- Task -
According to the instruction-set notes, which two missing features kept the arm_thumb version from beating x86?

Lack of alignment makes string manipulating programs (like ll) a lot
easier, as you can store 16 and 32 bit values w/o having to worry
if the string is properly aligned.
arm_thumb:
I tried by hardest to beat x86, even though the arm port
doesn't have to do things x86 does (SMP support for example).
I came close, but not close enough. The lack of an integer
divide instruction and the lack of unaligned memory reads
killed it.
I do like the thumb instruction set, it is in many ways more
powerful than x86 while cleaner at the same time.
There is a powerful push/pop instructions that can push/pop
any combination of registers in 16 bits.
The "blx" instruction to branch to a register (even a high one!)
is great. I cheated a bit by using the Arm5 instruction subset.
The code wouldn't be anywhere near as small if I had to use
generic arm4 thumb.
arm_thumb2:
Is same size as thumb if you make sure to use the narrow
forms of all the opcodes.
The "cbz" instruction saves space, but oddly only works
for forward branches.
The "itt" conditional instruction does help, as does
"movw" and "movt" to load 32-bit constants.
z80:
could really use a 16-bit dec that updated flags
could also use more useful 16-bit arithmatic insns
could use reg+reg addressing mode
nice if we could do ALU ops on other than 8-bit accumulator
z80 is nice for pascal-type strings, not C-type
Need 16-bit shifts. And shifts by more than 1
Need better way to set regs to zero.
Some extra bytes taken to handle CR/LF instead of just LF
The string copy routines are almost useless, having almost
as many bytes to set up as doing things discretely.
Really hurting not having just one more register that
cat be accessed with one-byte opcodes (or else
an IX+REG addressing mode)
avr32: They specifically designed the arch to have compact assemley.
The "ret" return instruction is the most useful ever. It
can handle returning a value, as well as having a special
case to return 0 or -1, and also sets the status flags.
The one weakness is that almost no instructions can take
immediate values.

[Position annotation records]
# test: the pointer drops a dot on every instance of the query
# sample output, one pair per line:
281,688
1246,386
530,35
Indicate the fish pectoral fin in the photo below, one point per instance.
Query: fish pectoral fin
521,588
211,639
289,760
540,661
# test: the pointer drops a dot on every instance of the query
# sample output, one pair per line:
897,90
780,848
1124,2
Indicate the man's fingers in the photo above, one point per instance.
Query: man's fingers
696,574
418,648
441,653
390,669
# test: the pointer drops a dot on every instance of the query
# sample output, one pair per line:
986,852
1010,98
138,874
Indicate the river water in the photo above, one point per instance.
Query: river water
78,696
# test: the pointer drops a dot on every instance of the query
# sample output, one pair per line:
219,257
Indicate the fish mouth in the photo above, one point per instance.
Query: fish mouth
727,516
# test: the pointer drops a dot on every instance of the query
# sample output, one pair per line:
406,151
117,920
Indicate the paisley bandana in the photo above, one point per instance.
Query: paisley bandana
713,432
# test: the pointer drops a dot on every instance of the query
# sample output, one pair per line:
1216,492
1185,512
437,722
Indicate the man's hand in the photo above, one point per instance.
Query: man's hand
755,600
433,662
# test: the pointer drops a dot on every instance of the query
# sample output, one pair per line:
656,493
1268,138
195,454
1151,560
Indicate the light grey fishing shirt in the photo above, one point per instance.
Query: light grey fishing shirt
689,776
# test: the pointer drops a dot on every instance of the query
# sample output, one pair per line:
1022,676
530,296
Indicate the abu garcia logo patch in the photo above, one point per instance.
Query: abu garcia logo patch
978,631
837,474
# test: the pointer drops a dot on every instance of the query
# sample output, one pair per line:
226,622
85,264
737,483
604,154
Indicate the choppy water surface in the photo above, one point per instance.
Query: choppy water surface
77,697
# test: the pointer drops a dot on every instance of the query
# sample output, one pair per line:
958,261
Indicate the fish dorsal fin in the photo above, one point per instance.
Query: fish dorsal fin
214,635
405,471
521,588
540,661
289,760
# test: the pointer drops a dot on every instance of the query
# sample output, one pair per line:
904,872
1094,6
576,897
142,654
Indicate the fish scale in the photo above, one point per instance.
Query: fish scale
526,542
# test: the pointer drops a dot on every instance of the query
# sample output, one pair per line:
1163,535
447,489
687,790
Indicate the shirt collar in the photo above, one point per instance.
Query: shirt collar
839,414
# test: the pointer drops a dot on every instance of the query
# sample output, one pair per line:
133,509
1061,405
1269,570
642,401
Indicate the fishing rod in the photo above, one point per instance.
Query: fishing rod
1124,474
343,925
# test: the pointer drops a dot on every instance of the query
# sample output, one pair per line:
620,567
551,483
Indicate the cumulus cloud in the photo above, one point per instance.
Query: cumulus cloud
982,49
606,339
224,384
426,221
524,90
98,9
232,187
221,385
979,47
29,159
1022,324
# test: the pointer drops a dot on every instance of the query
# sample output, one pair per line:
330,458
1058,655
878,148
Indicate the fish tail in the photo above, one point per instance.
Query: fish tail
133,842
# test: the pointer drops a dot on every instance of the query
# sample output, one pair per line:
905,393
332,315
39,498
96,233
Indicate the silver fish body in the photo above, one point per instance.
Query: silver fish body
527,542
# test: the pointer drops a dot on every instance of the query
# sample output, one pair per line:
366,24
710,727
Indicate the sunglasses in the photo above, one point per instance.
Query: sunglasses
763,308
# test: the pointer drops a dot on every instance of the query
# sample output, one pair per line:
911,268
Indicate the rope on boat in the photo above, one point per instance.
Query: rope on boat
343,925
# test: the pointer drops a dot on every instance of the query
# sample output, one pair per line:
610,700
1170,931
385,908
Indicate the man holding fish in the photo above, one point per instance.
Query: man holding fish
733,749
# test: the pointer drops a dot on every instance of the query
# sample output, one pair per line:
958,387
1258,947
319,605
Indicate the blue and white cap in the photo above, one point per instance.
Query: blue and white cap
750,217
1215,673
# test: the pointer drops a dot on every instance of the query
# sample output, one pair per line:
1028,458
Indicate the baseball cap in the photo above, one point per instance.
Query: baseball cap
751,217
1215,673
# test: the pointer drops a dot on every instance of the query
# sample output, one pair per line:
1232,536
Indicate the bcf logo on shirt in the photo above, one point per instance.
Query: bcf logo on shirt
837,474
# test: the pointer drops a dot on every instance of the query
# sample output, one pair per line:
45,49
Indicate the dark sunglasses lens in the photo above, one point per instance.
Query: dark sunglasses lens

- The answer -
The lack of an integer divide instruction and the lack of unaligned memory reads.